──────── Text segment

Chemoproteomic analysis of tenoxicam compared with other nonsteroidal anti-inflammatory drugs

Background. Organization of effective and safe pharmacotherapy for pain and inflammation requires knowledge of the mechanisms and spectrum of action of nonsteroidal anti-inflammatory drugs (NSAIDs). These concern their anti-inflammatory, analgesic (including central) effects, effects on the proteome, micronutrient metabolism and other aspects of the body's metabolism depending on the administration route.

Objective: To compare the effects of tenoxicam, meloxicam, celecoxib, ketoprofen, nimesulide, diclofenac, ibuprofen molecules using the methods of chemoreactomic, chemoproteomic and pharmacoinformatic analysis.

Material and methods. The comparison of tenoxicam with other NSAIDs was conducted using the methods of topological analysis of Yu.I. Zhuravlev and K.V. Rudakov scientific school. These methods were developed based on the combinatorial theory of solvability and the classification theory of feature values ​​as applied to chemographs, i.e. mathematical structures describing the chemical structures of molecules.

────────────────
──────── Recorded information

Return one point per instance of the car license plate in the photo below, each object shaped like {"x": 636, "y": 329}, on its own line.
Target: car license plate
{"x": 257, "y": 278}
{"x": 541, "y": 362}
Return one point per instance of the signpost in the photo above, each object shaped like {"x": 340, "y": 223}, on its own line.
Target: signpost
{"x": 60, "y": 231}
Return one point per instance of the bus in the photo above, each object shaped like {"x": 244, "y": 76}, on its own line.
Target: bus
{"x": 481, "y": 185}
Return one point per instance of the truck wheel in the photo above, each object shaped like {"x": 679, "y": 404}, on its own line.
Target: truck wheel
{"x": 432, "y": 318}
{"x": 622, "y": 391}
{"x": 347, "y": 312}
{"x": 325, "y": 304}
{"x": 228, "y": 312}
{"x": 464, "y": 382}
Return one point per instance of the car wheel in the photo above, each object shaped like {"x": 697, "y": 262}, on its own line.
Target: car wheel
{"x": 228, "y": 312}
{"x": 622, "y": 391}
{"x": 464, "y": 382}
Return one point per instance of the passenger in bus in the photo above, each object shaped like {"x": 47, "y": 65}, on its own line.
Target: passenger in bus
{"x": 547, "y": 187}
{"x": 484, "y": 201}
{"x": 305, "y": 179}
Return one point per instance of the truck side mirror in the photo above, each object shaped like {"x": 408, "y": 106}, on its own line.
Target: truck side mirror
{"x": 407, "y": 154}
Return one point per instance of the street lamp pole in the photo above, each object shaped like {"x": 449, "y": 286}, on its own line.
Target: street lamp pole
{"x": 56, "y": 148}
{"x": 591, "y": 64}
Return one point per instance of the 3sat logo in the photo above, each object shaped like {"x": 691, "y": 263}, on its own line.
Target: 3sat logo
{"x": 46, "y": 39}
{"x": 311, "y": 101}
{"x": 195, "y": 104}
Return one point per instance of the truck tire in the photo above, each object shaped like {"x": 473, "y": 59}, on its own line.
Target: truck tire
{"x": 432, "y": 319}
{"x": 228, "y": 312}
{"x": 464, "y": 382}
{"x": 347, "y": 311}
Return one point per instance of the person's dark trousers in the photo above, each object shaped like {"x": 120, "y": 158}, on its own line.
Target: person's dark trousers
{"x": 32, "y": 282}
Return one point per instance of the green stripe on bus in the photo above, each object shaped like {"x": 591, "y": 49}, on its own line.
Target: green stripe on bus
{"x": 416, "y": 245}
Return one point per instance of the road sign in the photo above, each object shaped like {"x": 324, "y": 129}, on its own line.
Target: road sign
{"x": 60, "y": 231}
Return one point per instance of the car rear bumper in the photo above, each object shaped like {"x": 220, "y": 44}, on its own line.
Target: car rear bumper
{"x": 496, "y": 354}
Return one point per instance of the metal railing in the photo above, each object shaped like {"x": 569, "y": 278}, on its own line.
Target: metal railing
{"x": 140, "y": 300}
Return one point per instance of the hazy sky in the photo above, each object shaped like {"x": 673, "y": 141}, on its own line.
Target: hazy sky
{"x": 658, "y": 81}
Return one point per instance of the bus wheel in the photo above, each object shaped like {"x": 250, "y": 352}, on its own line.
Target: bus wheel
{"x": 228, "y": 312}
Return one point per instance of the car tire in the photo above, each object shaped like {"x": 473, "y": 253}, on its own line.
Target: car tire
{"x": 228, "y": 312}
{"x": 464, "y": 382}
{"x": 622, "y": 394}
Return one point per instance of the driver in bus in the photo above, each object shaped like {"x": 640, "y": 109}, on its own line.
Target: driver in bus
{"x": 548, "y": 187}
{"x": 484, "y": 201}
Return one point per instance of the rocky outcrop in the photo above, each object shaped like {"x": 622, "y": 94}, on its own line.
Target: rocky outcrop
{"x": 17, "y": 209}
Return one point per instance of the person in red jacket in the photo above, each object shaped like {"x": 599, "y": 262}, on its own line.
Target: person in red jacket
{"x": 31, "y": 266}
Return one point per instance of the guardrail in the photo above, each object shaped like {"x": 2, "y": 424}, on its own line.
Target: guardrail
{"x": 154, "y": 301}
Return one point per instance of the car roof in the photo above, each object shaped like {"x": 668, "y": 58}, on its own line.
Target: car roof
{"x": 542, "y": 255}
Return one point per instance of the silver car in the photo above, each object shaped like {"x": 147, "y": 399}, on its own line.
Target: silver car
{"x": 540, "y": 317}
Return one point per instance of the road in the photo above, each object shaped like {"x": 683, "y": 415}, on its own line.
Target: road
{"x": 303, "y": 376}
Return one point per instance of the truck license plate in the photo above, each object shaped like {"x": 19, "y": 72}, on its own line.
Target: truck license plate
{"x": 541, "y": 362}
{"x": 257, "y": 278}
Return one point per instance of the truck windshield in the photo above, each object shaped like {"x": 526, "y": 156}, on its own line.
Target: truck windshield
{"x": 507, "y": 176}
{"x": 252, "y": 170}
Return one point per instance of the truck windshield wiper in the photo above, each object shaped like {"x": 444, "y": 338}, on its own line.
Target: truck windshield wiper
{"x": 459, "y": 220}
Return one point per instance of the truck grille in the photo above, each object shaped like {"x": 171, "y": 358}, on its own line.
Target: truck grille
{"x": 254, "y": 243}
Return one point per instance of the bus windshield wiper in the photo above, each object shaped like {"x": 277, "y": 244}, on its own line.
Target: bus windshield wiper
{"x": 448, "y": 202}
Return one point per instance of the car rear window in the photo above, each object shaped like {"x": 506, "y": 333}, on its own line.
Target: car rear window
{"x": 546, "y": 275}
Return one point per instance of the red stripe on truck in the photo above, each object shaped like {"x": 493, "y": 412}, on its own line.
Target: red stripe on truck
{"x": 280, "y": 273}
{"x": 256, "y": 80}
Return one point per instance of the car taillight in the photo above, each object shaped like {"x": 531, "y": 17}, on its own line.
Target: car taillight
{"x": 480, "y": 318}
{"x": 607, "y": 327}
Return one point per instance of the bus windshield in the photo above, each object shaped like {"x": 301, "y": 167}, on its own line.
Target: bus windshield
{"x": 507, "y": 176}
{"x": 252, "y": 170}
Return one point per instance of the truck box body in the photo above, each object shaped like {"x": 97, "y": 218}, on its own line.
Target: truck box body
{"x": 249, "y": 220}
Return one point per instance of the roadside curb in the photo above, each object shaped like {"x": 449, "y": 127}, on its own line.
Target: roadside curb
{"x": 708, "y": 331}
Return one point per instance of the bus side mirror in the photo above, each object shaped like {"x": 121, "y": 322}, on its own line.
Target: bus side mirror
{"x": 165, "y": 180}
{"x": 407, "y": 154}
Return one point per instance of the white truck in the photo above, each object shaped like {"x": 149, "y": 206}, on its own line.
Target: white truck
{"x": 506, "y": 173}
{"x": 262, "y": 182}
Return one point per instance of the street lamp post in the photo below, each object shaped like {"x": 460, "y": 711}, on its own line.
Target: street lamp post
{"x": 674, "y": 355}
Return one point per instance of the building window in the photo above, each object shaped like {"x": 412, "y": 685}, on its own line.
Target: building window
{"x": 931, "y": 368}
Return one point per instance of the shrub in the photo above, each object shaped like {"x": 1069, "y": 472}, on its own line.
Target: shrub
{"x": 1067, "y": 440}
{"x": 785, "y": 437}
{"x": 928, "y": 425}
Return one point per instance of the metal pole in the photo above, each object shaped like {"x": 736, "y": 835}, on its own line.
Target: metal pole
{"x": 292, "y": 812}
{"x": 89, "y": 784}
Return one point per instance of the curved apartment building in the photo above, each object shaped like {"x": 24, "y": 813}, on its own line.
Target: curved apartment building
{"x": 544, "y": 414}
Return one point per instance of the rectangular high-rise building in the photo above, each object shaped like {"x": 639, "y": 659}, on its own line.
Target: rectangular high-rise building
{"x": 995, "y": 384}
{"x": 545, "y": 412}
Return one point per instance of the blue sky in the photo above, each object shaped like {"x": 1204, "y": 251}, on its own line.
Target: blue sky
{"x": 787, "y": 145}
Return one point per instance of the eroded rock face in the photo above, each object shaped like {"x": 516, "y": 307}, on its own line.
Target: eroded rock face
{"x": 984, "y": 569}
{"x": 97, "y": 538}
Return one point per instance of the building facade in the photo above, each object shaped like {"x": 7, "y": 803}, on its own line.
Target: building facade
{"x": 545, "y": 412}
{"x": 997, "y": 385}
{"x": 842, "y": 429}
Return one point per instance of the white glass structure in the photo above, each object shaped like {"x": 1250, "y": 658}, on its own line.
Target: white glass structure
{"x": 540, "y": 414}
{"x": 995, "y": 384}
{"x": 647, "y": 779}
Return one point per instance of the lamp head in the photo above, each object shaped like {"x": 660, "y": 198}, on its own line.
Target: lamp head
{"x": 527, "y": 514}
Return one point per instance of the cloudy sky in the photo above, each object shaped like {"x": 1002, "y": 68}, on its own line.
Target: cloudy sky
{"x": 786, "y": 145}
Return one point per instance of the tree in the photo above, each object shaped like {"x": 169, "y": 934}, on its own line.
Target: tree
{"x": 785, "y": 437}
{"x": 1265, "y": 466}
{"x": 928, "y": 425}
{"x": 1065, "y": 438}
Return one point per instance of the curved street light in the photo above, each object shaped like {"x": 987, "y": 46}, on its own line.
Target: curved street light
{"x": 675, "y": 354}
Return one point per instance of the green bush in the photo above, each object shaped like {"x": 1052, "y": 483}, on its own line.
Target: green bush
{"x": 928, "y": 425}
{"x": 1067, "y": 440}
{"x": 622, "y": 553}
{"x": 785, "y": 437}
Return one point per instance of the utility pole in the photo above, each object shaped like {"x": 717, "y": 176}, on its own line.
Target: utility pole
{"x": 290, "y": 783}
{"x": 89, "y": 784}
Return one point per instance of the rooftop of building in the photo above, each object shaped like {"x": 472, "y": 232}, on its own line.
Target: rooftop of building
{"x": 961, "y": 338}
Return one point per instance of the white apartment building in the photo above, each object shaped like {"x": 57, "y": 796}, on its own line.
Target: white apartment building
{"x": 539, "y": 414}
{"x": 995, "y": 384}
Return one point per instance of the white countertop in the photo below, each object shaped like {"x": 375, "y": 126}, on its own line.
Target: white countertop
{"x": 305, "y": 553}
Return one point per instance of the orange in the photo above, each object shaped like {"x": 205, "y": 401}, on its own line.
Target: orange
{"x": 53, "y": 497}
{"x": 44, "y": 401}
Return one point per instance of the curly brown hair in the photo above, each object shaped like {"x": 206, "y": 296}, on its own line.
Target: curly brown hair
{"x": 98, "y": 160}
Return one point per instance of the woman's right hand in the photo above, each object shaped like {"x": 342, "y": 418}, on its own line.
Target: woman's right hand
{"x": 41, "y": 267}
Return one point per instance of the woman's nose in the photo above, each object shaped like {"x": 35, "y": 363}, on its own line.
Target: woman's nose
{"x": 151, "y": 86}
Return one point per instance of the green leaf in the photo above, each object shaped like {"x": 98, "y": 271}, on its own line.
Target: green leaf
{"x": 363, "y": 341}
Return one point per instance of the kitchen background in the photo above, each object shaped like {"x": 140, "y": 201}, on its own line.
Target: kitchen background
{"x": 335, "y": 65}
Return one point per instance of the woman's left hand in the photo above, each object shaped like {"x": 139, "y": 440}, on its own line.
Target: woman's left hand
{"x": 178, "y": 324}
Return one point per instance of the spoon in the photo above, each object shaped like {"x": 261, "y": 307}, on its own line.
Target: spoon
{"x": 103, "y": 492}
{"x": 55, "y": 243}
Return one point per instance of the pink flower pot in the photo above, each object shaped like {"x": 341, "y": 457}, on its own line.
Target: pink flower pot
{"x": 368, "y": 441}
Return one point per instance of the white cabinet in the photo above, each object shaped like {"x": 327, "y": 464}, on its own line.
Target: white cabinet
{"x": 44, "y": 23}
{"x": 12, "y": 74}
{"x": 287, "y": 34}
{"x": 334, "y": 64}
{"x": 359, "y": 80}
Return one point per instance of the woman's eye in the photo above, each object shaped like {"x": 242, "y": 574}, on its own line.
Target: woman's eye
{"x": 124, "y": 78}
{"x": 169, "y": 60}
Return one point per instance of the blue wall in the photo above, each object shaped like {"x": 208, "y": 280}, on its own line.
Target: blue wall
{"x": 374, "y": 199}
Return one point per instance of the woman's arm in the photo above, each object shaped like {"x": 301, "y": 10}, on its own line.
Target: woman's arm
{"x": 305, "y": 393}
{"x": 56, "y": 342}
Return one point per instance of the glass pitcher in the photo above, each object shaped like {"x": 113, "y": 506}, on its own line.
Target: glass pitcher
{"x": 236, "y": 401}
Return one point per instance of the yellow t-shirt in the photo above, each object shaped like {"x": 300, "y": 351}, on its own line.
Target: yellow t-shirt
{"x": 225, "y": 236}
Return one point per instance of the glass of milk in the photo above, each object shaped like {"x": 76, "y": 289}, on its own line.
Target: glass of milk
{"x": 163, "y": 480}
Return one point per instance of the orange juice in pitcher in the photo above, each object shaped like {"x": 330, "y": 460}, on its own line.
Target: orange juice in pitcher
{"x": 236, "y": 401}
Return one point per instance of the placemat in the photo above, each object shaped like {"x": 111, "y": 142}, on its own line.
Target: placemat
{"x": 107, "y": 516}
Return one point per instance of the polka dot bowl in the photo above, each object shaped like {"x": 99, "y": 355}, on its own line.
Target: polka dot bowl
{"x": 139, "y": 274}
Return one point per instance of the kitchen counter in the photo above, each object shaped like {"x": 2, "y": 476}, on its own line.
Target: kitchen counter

────────────────

• _The problem_: Copy out the full text on the chemoproteomic analysis of tenoxicam word for word, from its title through its final sentence. Nothing in the entries is needed here.

• _Your solution_:
Chemoproteomic analysis of tenoxicam compared with other nonsteroidal anti-inflammatory drugs

Background. Organization of effective and safe pharmacotherapy for pain and inflammation requires knowledge of the mechanisms and spectrum of action of nonsteroidal anti-inflammatory drugs (NSAIDs). These concern their anti-inflammatory, analgesic (including central) effects, effects on the proteome, micronutrient metabolism and other aspects of the body's metabolism depending on the administration route.

Objective: To compare the effects of tenoxicam, meloxicam, celecoxib, ketoprofen, nimesulide, diclofenac, ibuprofen molecules using the methods of chemoreactomic, chemoproteomic and pharmacoinformatic analysis.

Material and methods. The comparison of tenoxicam with other NSAIDs was conducted using the methods of topological analysis of Yu.I. Zhuravlev and K.V. Rudakov scientific school. These methods were developed based on the combinatorial theory of solvability and the classification theory of feature values ​​as applied to chemographs, i.e. mathematical structures describing the chemical structures of molecules.